> _EXERCISE PROMPT_
Present the data once more in exactly its original form.

> _AVAILABLE DATA_
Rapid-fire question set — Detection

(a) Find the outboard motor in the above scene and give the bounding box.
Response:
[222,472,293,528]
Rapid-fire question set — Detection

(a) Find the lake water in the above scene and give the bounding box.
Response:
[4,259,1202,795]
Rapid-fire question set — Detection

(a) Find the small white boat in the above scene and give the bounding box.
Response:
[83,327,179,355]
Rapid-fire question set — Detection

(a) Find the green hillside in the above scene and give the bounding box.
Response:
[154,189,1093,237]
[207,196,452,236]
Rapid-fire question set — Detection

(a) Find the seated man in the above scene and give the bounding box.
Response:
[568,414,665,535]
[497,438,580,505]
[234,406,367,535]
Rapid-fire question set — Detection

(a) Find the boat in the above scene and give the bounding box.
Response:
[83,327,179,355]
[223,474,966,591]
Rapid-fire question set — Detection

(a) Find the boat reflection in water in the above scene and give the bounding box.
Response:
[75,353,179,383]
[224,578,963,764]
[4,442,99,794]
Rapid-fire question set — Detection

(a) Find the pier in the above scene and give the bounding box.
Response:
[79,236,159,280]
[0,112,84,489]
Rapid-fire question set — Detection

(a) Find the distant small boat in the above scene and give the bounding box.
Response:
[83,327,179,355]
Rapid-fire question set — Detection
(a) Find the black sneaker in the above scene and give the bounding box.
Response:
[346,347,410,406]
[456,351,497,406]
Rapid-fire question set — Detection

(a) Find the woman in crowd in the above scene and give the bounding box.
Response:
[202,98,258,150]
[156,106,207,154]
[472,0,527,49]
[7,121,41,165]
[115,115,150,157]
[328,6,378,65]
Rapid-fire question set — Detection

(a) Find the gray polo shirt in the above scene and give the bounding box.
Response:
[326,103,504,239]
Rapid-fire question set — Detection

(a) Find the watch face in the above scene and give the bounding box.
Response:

> _RESULT OF THIS EXERCISE_
Rapid-fire question set — Detection

(a) Find the outboard motor in the above scene and give the bounding box.
Response:
[222,472,293,528]
Rapid-fire question set — Detection

(a) Find the lake water in the above scene and give the bounding box.
Response:
[4,259,1202,795]
Rapid-fire question set — Detection

(a) Find the small white boat in the above scene and give the bounding box.
Response:
[83,327,179,355]
Rapid-fire question set — Detection

(a) Find the green hillside in the above scene and give the bounding box.
Response:
[154,189,1093,237]
[207,196,452,236]
Rapid-fire question set — Detection

(a) Find the seated man in the above scene and give the bounding box.
Response:
[568,414,665,535]
[497,438,580,505]
[234,406,367,535]
Rapid-fire question set — Detection

(a) Find the boat in the above scene and give the bounding box.
Response:
[83,327,179,355]
[223,474,966,591]
Rapid-fire question set — Detection

(a) Find the boat reflection in water in the above scene and give the bounding box.
Response:
[75,353,179,383]
[224,578,963,764]
[4,442,99,794]
Rapid-fire question set — Detection

(a) Find the pier in the above scene and give the bounding box.
Response:
[79,236,159,280]
[0,112,84,489]
Rapid-fire question set — Detection

(a) Find the distant small boat in the above scene and give the bounding box.
Response:
[83,327,179,355]
Rapid-fire question set — Detection
(a) Find the black sneaker in the above scene and give the bounding box.
Response:
[346,347,410,406]
[456,351,497,406]
Rapid-fire question set — Detection

(a) Find the woman in crowd in the above scene and give the bounding box.
Response:
[202,98,258,150]
[156,106,207,154]
[472,0,527,49]
[7,121,41,165]
[115,115,150,157]
[328,6,378,65]
Rapid-fire question set — Detection

(a) Find the gray polo shirt in the above scene and give the bounding box.
Response:
[326,103,504,239]
Rapid-fire question set — Detection

(a) Find the watch face in the above scene and give the bounding box.
Response:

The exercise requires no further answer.